_Goal_
Rewrite the lines of the listing below between the line holding "task | place one marker on every instance of the jar" and the line holding "316), (341, 168)]", inclusive, with the requests unchanged. Increase every coordinate in the answers by 103.

[Point labeling listing]
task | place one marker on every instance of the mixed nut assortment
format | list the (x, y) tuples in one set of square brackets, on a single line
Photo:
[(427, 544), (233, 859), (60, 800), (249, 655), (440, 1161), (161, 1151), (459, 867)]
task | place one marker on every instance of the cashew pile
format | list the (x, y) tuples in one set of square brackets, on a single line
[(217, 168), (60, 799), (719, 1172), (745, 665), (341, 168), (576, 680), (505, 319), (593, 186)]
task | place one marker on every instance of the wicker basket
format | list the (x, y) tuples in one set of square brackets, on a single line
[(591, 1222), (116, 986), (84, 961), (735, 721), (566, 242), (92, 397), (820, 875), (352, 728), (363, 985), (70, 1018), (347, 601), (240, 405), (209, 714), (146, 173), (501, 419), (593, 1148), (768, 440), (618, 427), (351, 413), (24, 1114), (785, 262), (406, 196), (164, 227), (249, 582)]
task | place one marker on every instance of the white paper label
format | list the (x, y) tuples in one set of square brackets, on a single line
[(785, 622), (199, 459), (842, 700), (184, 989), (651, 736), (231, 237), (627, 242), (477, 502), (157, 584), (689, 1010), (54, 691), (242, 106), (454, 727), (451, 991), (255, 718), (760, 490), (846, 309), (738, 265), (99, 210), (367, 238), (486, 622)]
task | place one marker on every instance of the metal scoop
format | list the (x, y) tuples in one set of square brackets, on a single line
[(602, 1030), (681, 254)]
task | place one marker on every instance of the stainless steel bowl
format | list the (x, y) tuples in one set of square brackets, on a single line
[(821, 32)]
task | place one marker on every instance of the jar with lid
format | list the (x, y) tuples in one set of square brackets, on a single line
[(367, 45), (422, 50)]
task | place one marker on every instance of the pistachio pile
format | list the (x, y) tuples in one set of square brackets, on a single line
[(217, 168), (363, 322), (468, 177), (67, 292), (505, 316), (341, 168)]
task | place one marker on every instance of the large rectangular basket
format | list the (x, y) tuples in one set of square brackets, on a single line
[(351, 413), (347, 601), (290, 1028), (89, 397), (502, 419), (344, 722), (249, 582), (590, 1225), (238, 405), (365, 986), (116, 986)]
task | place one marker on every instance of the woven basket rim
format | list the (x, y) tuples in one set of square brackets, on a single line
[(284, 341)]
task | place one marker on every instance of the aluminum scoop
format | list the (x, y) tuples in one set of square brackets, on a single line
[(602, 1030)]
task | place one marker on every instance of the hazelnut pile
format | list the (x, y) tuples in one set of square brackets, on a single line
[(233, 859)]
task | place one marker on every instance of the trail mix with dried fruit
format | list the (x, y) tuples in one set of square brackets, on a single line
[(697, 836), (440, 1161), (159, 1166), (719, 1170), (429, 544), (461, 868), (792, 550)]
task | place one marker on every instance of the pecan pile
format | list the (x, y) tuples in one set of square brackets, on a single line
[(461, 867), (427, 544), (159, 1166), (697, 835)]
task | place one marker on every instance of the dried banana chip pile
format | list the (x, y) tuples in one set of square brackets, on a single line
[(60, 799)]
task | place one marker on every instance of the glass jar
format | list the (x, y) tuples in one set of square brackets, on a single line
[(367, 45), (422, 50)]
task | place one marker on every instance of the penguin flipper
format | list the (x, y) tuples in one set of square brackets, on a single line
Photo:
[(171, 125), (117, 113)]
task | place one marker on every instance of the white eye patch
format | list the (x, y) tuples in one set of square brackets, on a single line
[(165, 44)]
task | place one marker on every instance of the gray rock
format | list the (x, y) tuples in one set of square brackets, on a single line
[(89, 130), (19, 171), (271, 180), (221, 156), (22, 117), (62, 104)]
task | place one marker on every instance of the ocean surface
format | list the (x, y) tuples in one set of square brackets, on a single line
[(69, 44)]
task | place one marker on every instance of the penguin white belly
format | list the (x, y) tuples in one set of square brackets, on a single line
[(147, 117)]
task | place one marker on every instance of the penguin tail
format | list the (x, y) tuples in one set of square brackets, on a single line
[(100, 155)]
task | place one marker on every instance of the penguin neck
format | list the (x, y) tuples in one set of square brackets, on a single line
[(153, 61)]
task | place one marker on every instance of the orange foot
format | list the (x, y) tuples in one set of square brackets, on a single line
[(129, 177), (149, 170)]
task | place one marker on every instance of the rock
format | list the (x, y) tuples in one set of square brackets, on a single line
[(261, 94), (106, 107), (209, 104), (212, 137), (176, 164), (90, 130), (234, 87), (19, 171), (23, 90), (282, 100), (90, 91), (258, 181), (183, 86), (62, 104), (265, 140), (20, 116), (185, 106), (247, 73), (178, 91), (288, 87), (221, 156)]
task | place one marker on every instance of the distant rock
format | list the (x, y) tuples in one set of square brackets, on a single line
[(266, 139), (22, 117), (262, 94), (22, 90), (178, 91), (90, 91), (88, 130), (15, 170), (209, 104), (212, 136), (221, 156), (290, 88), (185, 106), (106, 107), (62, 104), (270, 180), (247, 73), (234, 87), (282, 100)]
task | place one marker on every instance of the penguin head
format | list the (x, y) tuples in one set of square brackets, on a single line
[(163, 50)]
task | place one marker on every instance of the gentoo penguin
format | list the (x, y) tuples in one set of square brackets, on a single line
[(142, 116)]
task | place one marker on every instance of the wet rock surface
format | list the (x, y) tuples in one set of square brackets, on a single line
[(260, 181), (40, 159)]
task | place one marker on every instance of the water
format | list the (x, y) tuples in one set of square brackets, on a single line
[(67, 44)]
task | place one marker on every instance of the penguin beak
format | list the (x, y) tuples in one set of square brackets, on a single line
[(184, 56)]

_Full solution_
task | place one marker on every instance of the jar with lid
format | list the (x, y) tuples in one set of square brackets, on a single line
[(470, 148), (525, 153)]
task | place one marker on every instance of the pistachio pile
format | list the (x, y) tuples in one set of square brackets, on a single line
[(320, 271), (466, 425), (571, 280), (170, 395), (608, 419), (444, 271)]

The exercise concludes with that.